=== What is being asked ===
Pick out each line in the entries below that contains the word "dirt" and copy those lines.

=== Data shown ===
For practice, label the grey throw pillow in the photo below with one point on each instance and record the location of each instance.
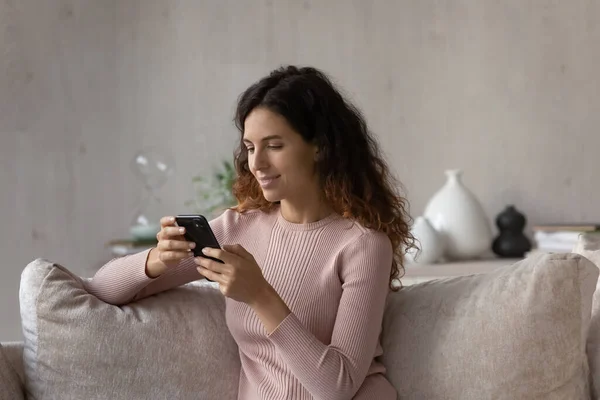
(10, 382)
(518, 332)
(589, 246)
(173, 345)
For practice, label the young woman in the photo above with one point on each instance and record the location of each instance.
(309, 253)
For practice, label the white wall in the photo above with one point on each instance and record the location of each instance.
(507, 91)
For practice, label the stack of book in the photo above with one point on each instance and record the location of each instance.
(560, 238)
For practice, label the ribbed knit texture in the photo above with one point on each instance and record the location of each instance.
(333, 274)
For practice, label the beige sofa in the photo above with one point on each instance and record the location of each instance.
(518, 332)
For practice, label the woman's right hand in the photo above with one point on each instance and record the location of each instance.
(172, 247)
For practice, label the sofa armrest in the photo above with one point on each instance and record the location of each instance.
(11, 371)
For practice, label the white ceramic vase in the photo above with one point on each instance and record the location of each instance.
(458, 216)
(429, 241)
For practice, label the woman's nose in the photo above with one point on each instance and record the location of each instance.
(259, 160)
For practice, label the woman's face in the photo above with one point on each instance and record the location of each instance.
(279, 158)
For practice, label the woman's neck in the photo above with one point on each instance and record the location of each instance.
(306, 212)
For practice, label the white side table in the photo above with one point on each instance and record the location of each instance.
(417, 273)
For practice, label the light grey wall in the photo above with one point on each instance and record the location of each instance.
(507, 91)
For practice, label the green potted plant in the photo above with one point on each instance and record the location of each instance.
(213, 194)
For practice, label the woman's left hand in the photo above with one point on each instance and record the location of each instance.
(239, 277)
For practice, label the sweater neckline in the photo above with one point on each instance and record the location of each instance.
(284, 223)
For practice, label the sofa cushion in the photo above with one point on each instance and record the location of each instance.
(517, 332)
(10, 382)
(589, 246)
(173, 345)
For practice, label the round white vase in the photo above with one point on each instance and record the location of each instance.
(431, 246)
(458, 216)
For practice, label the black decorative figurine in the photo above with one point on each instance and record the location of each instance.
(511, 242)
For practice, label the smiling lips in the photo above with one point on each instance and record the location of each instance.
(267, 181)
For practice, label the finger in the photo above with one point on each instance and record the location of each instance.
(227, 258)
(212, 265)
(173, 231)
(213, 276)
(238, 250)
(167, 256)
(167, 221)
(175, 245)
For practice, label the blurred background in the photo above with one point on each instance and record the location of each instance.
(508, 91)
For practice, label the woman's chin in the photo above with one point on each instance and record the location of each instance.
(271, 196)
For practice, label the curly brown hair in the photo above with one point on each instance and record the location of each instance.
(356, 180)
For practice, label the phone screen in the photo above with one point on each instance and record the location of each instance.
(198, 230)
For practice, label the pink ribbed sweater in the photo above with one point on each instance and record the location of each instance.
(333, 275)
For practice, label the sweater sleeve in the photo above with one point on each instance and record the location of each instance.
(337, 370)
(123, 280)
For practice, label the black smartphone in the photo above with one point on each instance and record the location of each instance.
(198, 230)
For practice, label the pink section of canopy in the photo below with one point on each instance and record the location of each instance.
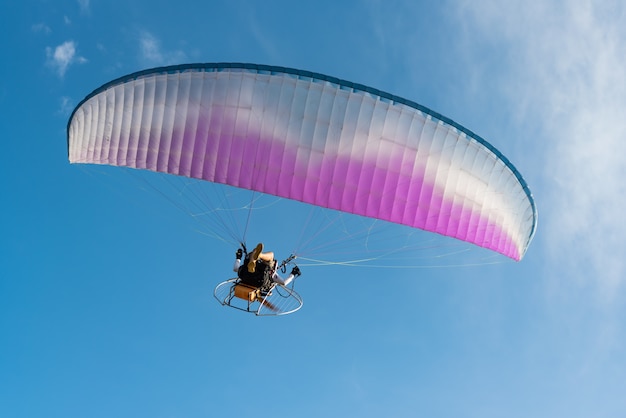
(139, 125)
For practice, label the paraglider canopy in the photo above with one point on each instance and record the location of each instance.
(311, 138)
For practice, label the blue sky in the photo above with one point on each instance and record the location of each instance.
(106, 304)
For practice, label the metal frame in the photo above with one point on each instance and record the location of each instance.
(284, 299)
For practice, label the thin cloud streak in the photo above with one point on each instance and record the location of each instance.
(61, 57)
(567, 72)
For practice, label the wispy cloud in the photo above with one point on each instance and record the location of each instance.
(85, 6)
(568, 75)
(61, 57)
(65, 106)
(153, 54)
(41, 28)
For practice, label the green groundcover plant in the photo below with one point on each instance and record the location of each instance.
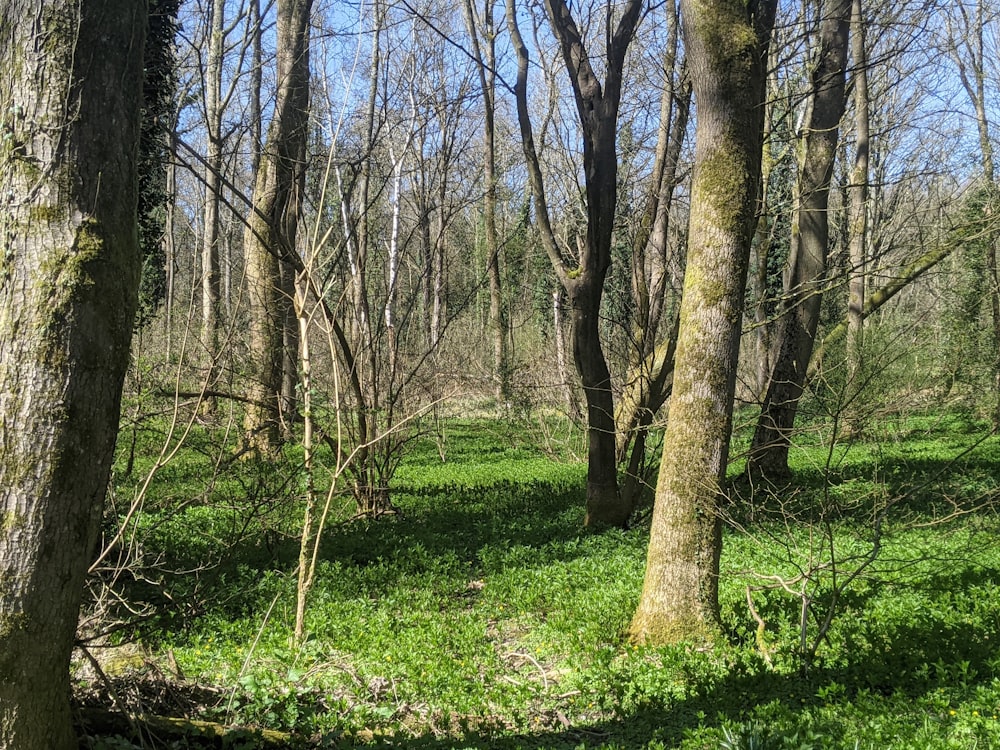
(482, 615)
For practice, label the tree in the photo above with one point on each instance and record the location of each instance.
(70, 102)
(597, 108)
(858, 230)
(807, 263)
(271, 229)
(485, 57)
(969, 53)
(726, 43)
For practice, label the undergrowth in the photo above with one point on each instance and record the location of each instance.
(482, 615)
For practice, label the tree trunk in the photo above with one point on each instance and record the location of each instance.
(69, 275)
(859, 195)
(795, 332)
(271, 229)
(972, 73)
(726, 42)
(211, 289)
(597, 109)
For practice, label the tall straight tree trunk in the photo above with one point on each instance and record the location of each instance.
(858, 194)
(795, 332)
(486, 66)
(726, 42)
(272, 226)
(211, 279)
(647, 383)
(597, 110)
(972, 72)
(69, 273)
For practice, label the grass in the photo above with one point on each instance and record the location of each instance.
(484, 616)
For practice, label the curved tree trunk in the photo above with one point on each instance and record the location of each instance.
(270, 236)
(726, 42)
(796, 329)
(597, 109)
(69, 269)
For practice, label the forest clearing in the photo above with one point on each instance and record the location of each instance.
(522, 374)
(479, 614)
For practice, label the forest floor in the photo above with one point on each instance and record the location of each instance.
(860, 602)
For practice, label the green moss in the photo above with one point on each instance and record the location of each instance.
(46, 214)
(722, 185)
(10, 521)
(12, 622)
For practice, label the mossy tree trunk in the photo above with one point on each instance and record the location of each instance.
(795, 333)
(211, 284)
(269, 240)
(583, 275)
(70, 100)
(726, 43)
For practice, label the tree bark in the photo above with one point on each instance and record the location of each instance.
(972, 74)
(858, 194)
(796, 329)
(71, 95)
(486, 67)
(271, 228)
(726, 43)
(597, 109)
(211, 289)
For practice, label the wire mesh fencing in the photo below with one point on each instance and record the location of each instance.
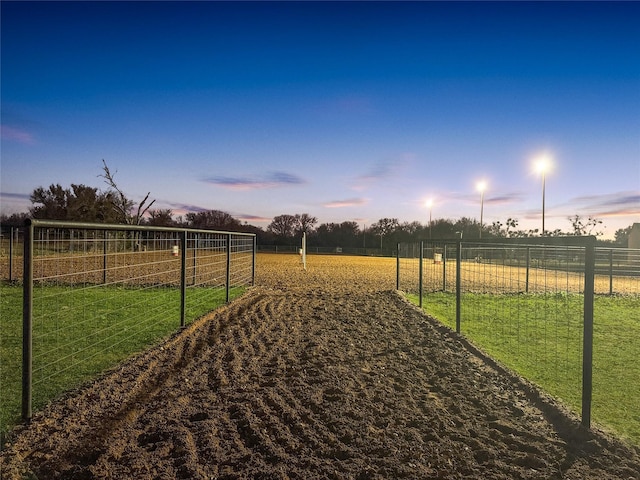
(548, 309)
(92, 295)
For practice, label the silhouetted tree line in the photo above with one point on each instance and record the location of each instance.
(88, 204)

---

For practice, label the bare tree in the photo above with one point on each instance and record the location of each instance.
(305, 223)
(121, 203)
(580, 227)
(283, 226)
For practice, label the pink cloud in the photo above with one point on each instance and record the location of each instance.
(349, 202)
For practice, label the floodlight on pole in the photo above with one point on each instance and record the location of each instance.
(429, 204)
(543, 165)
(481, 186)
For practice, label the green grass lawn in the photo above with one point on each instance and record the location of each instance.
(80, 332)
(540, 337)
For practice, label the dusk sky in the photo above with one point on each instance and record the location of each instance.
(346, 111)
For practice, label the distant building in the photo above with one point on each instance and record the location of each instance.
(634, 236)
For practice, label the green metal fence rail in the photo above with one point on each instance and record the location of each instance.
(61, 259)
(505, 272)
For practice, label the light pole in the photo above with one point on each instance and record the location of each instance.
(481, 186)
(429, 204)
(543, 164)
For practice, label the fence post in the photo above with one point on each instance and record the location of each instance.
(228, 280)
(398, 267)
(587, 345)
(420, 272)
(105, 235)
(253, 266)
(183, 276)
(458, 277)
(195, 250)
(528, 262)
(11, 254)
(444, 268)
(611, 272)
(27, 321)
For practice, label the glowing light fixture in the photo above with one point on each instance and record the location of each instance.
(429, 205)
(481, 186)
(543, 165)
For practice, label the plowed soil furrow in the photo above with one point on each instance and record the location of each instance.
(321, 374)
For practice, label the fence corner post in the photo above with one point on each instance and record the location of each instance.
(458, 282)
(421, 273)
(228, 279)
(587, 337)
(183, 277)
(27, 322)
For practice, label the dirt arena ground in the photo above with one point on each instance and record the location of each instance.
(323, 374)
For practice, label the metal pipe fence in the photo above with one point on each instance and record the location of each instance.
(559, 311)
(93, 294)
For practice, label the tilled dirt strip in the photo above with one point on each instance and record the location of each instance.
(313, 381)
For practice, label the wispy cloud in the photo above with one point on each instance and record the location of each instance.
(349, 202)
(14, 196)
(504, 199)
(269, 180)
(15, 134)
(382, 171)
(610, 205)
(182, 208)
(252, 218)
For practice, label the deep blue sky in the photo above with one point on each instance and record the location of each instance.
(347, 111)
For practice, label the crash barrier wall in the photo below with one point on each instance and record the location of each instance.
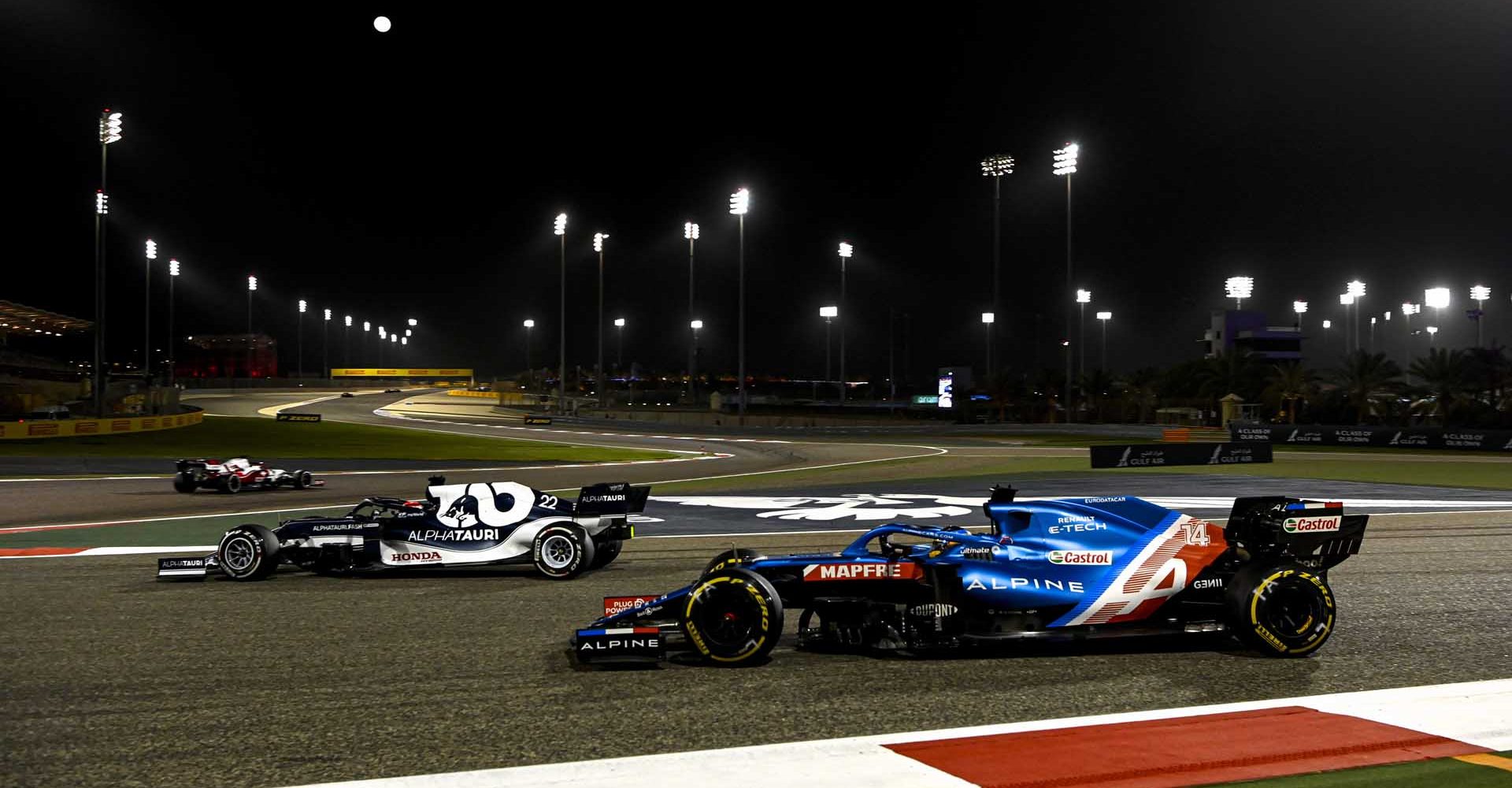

=== Answer to this task ===
For practice, label the dirt arena ground in the photo above with one point on each instance and record the location of each instance.
For practice, label the tilled dirt strip in the photo above with one point on each instance and record the location of each instance.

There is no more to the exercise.